> Tasks:
A: In the text on school resource officers, rewrite the passage starting with "Still, with police" and going on through "in the future?", changing "police officers" to "law enforcement officers".
B: According to the text on school resource officers, how many school resource officers were arrested for sexual misconduct between 2005 and 2011?

-- Start of Document --

School resource officers aren't arrested often – but when they are, it's usually for sexual miscondu
When school resource officers run afoul of the law, more often than not the reason is sexual misconduct with students, research shows.
The presence of law enforcement in schools – better known as school resource officers – has become increasingly common. These officers, who have full law enforcement powers, are supposed to keep students safe. Earlier this year, however, a former Michigan school resource officer – Matthew Priebe – was convicted and sentenced to one year in jail for doing just the opposite.
Instead of protecting students from threats, Officer Priebe had been sexually preying on female students, using his power as a school police officer to engage in inappropriate and nonconsensual sexual acts with students.
This latest headline is not a singular event. Within the past year, several other school resource officers have been arrested or convicted of sexual misconduct with students.
The good news is this kind of sexual misconduct appears to be relatively rare.
Still, with police officers now present in about half of schools nationwide, incidents like these raise a number of questions. Just how common are cases of sexual misconduct by school resource officers? And what can be done to prevent incidents in the future?
As an educational researcher who studies school resource officers and school safety, here are my observations regarding these pressing questions.
Prevalence of the problem
According to research by Philip Stinson using the Henry A. Wallace Police Crime Database, there were 32 arrests of school resource officers between 2005 and 2011 for sexual misconduct. Over half (56%) of these incidents occurred with students in the officers’ own schools.
This amounts to fewer than five arrests of school resource officers per year for sexual misconduct out of the more than 30,000 public schools that had police present at least part time during this period.
Of course, research has shown that most acts of sexual misconduct go unreported. Prior research finds that about 10% of students experience sexual misconduct from school personnel at some point in their educational career. This suggests that, while still not the norm, the arrest rate of school resource officers may underestimate the true scope of the problem.
Relationship-building with students
In my own research, my collaborators and I have found that relationship-building with students is an important part of how school resource officers approach their job. In fact, we find that school resource officers prioritize relationship-building with students second only to maintaining security. Similarly, the National Association of School Resource Officers positions counseling/mentoring as one of three key components of school resource officers’ roles.

-- End of Document --
-- Start of Given data --

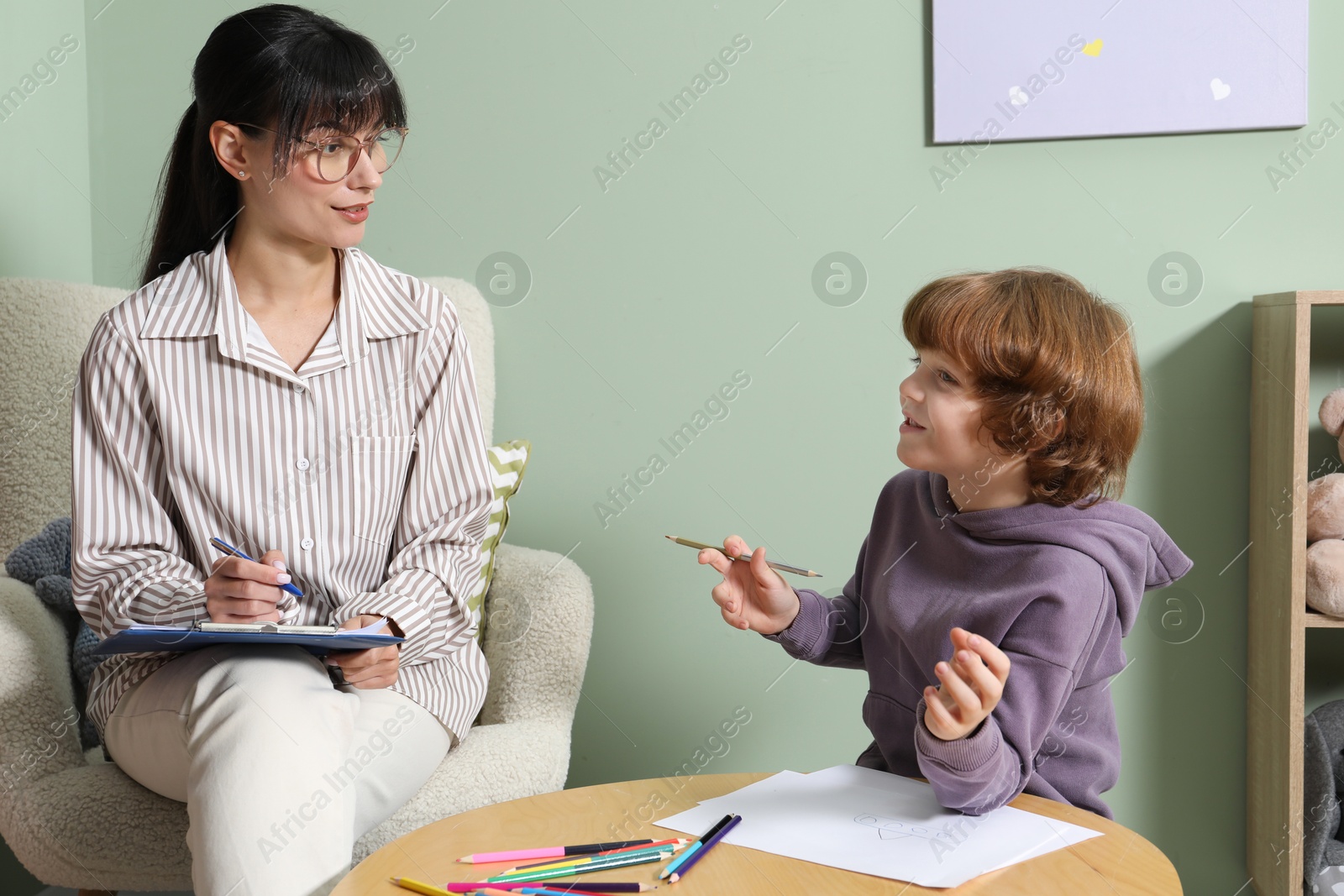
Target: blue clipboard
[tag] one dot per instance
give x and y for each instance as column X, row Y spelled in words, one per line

-- End of Given data --

> Outputs:
A:
Still, with law enforcement officers now present in about half of schools nationwide, incidents like these raise a number of questions. Just how common are cases of sexual misconduct by school resource officers? And what can be done to prevent incidents in the future?

B: 32